CHALLENGE
Set down exactly the lines from the one containing "Category: chain-link fence" through the last line of the records below, both included, and nothing else.

Photo-based point labeling data
--*--

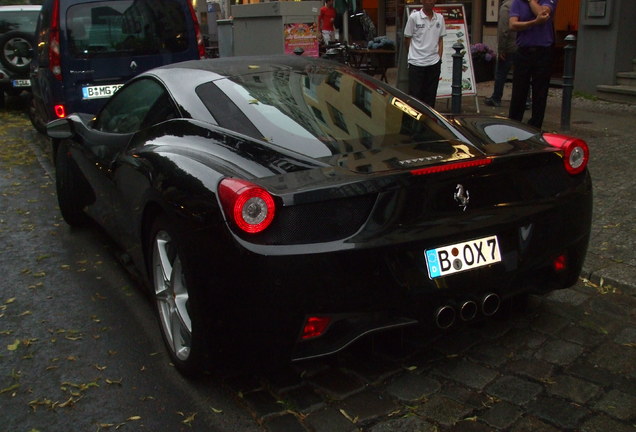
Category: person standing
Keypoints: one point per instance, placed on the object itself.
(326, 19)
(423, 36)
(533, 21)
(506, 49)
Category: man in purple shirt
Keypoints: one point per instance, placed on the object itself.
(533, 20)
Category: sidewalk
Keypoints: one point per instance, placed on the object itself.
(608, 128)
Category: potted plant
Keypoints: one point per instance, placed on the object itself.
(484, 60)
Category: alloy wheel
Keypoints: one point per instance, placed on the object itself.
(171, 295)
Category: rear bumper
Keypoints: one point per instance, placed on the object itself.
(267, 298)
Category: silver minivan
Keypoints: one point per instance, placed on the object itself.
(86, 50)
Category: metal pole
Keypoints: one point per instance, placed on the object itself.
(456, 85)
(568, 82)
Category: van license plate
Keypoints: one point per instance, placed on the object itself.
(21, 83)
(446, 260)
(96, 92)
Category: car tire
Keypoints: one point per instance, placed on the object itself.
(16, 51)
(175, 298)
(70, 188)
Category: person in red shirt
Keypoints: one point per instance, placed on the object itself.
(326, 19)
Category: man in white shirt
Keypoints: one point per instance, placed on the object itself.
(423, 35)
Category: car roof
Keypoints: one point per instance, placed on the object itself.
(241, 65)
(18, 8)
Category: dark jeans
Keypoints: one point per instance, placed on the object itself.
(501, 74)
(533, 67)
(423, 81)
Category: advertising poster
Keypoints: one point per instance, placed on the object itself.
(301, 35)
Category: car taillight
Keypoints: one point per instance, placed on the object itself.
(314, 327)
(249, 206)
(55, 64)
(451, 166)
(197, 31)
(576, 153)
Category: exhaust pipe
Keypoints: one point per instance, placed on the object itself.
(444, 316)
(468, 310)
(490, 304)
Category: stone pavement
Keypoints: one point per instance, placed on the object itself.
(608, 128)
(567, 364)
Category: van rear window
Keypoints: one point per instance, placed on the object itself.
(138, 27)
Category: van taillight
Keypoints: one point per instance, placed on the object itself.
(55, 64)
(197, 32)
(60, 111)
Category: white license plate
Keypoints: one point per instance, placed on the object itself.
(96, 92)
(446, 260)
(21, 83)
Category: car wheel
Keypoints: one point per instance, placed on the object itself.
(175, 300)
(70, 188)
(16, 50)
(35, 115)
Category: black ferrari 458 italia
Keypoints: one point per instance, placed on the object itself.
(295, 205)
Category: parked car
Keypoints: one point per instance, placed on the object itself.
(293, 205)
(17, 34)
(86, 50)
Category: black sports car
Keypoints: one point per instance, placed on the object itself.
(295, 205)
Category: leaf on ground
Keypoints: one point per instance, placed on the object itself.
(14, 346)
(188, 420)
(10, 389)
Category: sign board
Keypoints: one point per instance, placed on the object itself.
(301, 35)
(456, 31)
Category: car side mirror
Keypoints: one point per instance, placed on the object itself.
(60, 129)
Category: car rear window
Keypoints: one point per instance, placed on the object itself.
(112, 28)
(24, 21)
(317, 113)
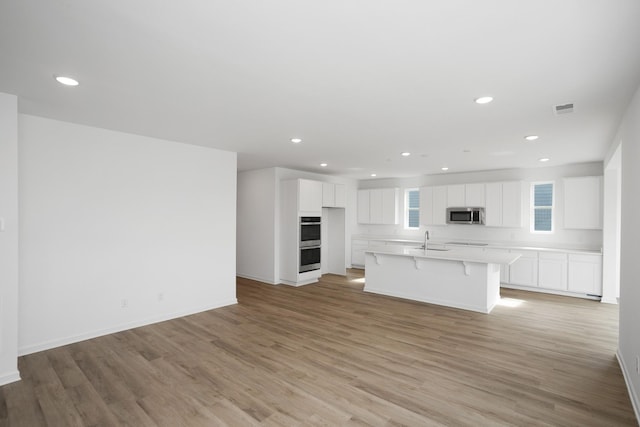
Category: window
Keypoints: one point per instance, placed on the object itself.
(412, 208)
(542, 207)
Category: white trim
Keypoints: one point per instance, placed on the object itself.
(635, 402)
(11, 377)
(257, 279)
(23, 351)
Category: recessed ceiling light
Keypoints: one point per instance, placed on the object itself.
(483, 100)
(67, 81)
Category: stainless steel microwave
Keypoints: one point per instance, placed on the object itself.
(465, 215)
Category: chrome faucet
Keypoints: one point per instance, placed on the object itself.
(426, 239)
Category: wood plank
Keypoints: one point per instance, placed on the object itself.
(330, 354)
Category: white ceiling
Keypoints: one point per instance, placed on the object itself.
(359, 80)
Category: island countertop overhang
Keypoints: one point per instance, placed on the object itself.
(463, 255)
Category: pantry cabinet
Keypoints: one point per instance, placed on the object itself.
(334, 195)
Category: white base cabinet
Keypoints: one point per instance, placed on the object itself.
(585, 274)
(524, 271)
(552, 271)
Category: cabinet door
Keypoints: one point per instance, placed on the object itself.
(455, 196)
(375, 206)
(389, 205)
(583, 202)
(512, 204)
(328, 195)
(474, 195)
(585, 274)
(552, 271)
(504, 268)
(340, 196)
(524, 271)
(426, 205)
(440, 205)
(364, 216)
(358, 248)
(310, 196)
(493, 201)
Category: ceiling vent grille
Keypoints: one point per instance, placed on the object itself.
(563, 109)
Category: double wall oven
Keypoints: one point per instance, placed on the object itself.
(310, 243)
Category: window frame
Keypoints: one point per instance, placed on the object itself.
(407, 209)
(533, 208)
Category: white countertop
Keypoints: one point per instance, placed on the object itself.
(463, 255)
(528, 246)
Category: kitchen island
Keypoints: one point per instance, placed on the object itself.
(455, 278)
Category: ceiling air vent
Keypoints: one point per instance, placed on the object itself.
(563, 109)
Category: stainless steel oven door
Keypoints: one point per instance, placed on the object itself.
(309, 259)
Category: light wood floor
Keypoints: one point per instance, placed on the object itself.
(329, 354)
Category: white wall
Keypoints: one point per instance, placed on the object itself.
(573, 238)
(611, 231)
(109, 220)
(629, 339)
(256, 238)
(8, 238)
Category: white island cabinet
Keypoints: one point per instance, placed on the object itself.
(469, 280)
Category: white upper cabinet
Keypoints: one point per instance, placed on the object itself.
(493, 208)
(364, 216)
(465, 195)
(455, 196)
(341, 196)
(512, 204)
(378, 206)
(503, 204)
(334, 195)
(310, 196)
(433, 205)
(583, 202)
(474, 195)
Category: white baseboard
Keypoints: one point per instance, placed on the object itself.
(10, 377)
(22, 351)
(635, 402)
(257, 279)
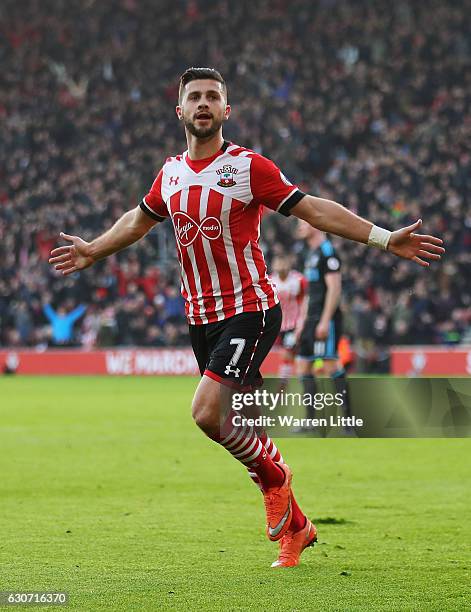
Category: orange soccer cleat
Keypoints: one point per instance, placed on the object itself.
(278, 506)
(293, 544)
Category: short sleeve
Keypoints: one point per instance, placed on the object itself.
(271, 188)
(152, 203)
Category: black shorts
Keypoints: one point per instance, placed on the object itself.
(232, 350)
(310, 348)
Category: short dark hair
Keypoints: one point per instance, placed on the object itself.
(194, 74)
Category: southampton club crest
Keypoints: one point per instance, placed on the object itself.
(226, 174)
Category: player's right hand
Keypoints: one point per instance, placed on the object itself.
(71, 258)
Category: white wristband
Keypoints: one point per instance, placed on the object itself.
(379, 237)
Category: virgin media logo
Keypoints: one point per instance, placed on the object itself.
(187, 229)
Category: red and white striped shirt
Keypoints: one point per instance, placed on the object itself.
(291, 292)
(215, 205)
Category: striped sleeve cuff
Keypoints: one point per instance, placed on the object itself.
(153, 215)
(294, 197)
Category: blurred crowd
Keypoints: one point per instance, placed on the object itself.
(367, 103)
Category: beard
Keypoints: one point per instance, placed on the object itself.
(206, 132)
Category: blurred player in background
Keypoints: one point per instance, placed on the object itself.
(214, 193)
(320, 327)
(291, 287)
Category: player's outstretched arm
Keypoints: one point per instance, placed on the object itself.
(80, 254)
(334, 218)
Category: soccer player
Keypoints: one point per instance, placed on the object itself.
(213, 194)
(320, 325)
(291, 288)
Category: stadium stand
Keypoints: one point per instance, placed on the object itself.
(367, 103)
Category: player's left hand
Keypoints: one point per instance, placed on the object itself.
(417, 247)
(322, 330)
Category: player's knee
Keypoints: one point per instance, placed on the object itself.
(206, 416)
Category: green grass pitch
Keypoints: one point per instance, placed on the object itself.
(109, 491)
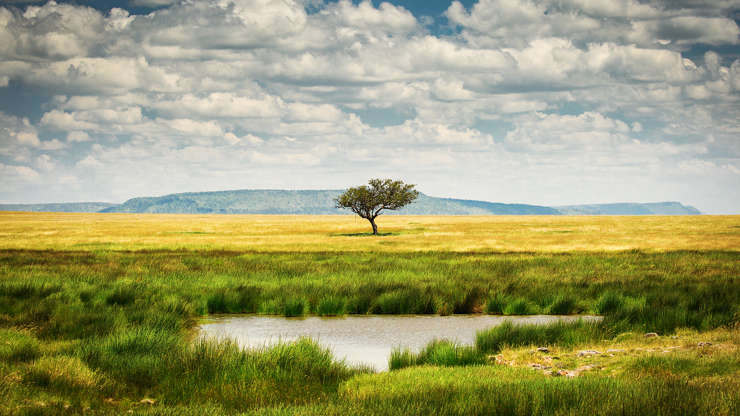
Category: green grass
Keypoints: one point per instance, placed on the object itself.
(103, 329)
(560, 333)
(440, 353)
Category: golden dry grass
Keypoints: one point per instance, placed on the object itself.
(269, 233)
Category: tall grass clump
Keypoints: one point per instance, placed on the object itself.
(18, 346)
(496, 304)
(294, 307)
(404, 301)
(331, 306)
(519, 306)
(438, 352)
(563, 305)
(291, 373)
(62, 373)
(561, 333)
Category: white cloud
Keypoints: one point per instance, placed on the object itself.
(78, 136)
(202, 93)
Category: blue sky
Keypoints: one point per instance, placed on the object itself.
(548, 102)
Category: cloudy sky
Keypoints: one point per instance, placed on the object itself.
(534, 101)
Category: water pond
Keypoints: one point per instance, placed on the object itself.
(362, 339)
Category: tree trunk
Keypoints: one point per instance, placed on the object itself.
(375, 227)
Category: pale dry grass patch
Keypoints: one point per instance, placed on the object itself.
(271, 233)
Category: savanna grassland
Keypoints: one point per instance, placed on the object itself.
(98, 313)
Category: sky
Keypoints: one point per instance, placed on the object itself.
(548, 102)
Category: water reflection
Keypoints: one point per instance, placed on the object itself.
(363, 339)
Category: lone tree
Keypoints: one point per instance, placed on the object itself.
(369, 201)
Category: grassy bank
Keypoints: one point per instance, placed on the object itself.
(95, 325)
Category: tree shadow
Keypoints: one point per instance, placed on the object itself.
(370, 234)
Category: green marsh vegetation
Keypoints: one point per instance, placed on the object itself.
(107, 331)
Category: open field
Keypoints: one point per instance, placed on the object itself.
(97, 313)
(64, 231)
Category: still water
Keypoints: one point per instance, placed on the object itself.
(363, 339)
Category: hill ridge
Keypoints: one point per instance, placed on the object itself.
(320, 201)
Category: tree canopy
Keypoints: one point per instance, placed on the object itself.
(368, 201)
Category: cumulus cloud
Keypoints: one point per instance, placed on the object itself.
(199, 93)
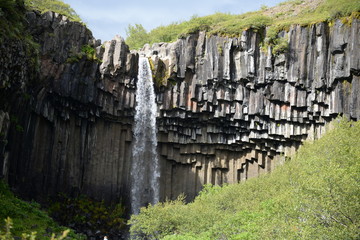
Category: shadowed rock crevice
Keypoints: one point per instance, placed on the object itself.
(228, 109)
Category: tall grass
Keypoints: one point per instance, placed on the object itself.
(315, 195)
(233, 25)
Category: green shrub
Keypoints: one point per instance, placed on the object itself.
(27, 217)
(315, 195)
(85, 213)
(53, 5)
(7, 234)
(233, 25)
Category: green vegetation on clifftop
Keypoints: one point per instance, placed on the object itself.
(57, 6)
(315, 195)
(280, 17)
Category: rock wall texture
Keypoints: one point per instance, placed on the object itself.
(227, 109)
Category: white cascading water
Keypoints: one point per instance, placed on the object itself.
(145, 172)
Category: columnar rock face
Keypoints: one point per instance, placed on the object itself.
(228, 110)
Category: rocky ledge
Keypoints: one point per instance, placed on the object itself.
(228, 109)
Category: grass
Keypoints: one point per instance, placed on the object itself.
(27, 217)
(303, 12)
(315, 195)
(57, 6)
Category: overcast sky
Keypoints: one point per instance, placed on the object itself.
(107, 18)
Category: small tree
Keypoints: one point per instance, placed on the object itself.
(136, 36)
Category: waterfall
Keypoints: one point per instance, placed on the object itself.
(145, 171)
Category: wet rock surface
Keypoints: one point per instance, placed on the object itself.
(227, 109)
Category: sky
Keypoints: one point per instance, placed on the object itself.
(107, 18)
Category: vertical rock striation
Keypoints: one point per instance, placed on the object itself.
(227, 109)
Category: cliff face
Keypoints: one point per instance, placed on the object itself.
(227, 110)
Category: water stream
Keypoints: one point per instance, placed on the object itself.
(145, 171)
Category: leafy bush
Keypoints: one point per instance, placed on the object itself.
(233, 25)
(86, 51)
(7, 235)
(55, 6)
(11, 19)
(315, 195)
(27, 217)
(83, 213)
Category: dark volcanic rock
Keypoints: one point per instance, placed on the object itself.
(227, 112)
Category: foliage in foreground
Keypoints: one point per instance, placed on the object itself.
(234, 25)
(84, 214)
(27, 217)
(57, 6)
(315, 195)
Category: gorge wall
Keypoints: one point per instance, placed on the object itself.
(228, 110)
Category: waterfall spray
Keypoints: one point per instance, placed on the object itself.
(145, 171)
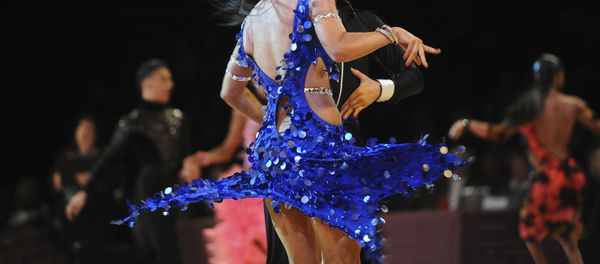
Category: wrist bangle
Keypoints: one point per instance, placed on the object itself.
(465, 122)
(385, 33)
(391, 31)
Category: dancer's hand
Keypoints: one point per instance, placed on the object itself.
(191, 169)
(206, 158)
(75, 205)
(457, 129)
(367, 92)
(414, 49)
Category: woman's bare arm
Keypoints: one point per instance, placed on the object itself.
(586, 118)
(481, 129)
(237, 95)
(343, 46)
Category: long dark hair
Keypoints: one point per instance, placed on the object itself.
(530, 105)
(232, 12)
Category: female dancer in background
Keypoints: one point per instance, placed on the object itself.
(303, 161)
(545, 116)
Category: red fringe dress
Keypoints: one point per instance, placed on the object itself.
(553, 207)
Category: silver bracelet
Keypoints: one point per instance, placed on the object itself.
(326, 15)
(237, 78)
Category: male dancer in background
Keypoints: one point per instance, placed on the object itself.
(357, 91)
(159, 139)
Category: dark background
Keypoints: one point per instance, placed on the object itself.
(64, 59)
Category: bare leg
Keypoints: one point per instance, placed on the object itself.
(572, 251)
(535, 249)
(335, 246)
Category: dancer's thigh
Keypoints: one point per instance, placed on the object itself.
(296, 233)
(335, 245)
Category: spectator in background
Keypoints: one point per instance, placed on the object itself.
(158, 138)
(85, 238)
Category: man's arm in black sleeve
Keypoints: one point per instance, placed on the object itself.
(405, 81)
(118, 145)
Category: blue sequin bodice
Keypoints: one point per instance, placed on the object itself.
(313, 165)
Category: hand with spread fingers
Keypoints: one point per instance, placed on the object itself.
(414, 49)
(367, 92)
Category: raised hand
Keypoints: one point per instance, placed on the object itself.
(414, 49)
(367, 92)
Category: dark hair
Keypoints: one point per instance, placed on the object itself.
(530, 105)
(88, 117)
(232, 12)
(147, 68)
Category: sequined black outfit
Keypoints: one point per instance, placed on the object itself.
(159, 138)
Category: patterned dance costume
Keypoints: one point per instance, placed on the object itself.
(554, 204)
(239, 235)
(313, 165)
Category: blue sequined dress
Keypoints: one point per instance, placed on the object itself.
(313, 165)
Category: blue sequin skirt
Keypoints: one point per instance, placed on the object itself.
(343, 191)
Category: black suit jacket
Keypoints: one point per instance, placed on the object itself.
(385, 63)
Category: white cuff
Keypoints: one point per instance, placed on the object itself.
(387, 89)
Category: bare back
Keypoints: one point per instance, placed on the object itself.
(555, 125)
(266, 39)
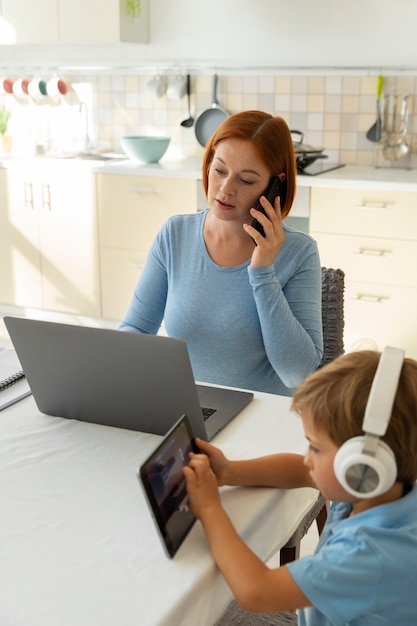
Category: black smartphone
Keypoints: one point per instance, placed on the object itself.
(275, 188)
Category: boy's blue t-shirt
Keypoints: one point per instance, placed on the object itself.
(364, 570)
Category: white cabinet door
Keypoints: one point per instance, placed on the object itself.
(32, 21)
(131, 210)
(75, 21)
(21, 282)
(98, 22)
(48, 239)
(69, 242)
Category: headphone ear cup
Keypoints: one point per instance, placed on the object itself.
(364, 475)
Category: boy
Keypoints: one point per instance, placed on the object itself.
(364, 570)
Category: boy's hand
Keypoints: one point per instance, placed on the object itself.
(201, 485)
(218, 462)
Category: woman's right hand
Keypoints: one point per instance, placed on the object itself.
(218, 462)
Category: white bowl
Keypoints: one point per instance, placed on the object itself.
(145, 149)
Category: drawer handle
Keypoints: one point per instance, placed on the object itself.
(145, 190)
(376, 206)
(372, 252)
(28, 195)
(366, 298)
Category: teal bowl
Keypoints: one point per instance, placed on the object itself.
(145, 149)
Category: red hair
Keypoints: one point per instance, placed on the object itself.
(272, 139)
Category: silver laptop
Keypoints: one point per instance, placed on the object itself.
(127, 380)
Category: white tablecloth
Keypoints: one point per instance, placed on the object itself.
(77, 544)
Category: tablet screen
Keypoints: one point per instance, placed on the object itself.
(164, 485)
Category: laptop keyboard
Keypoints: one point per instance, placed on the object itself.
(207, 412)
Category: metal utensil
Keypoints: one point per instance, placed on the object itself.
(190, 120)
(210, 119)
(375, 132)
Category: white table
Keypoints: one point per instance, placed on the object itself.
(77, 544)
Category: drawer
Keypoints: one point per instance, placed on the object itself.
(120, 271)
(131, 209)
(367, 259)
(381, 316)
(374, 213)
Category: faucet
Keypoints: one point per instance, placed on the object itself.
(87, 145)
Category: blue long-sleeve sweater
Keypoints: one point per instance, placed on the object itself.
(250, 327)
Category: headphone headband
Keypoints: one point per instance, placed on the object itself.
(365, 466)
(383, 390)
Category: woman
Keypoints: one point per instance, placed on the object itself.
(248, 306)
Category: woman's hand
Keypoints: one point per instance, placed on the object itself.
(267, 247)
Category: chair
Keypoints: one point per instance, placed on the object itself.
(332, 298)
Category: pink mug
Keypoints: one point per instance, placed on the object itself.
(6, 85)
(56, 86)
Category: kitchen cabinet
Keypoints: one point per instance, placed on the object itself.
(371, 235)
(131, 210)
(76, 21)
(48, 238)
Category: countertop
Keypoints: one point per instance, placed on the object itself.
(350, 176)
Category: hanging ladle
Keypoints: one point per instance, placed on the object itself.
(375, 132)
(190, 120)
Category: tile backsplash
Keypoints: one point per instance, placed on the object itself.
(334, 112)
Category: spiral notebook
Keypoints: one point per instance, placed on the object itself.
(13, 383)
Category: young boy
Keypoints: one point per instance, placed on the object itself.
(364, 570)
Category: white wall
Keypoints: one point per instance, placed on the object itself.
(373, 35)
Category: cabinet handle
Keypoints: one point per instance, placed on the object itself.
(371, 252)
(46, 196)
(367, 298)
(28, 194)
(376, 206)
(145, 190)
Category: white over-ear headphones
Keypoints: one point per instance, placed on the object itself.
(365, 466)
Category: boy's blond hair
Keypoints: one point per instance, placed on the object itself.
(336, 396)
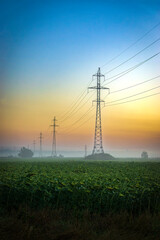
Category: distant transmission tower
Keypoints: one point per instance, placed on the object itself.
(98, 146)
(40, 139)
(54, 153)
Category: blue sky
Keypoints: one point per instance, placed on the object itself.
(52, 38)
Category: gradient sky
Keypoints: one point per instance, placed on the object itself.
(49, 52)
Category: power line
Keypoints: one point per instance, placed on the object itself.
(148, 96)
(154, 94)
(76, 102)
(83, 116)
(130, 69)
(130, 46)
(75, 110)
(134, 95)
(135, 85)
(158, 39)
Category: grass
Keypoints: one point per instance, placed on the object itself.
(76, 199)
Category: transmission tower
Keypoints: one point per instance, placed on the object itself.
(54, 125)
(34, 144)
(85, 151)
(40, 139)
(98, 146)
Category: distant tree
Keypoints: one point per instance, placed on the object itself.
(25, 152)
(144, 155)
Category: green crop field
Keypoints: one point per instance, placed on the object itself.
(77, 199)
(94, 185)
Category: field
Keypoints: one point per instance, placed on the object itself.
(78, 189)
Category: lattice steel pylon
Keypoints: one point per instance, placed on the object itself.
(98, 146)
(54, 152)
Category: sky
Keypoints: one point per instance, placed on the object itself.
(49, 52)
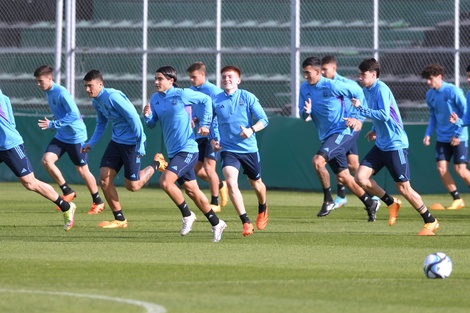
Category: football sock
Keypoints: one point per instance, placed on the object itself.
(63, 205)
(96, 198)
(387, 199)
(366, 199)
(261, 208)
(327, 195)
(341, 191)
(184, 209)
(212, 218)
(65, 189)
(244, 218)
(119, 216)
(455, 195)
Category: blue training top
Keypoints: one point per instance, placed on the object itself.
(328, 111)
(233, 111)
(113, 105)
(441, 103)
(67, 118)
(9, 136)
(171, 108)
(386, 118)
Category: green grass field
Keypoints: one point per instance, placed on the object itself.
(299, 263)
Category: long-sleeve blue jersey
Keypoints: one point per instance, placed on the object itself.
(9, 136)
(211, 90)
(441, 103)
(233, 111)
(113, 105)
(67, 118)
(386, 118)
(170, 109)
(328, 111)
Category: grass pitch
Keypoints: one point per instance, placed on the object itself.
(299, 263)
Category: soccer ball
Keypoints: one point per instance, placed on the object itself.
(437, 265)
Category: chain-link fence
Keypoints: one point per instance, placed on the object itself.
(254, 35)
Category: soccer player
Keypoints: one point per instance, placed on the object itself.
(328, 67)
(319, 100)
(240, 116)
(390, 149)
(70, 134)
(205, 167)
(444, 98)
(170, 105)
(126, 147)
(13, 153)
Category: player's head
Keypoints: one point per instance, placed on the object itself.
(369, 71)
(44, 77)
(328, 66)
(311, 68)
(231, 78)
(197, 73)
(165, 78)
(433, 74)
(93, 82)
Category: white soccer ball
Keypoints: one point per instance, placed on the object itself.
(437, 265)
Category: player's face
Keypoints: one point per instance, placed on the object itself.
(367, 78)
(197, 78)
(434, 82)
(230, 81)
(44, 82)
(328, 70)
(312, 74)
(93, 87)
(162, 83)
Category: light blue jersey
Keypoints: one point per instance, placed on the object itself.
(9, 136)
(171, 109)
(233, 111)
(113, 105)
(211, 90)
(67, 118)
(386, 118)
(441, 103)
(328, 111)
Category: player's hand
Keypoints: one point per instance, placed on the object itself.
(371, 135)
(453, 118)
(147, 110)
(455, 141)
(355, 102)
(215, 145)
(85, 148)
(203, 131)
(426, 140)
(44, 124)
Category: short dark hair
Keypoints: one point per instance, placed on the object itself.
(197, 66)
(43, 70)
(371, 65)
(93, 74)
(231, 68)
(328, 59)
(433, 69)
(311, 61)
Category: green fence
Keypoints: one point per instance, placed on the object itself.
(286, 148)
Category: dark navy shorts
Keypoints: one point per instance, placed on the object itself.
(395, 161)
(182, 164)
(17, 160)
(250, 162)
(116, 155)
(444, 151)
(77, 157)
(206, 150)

--*--

FINISHED TASK
Category: chain-link fence
Keypoints: one point per instance, placed on the object itself.
(254, 35)
Category: soccer player
Keypoints: one point per instance, placed on the object itself.
(328, 67)
(319, 100)
(240, 116)
(390, 149)
(70, 134)
(205, 167)
(444, 98)
(170, 105)
(126, 147)
(13, 153)
Category: player's head
Keypoints: one point per instance, placed on the object itself.
(369, 71)
(44, 77)
(328, 66)
(311, 68)
(231, 78)
(197, 73)
(165, 78)
(433, 74)
(93, 82)
Category: white soccer ball
Keypoints: one point per instance, placed on the object itself.
(437, 265)
Category: player's face
Keypoints: one point per instance, placed on the object itself.
(367, 78)
(197, 78)
(434, 82)
(230, 81)
(44, 82)
(328, 70)
(312, 74)
(93, 87)
(162, 83)
Category: light blue jersey
Keypoints: one point per instance, placed on the object itself.
(9, 136)
(171, 109)
(233, 111)
(113, 105)
(211, 90)
(67, 118)
(386, 118)
(441, 103)
(328, 111)
Category: player's hand
Keypoints: one point per instance, placed on the object itself.
(371, 135)
(453, 118)
(147, 110)
(455, 141)
(355, 102)
(215, 145)
(85, 148)
(203, 131)
(426, 140)
(44, 124)
Category: short dark hair
Keypoints: one point per instance, placed on the object itself.
(197, 66)
(43, 70)
(371, 65)
(93, 74)
(231, 68)
(328, 59)
(433, 69)
(311, 61)
Category: green fence
Keypoints: one point per instance, placed on the object itself.
(286, 148)
Category: dark navy shorts
Keypoints: one point per instance, placed on the object itself.
(395, 161)
(182, 164)
(17, 160)
(250, 162)
(116, 155)
(444, 151)
(77, 157)
(206, 150)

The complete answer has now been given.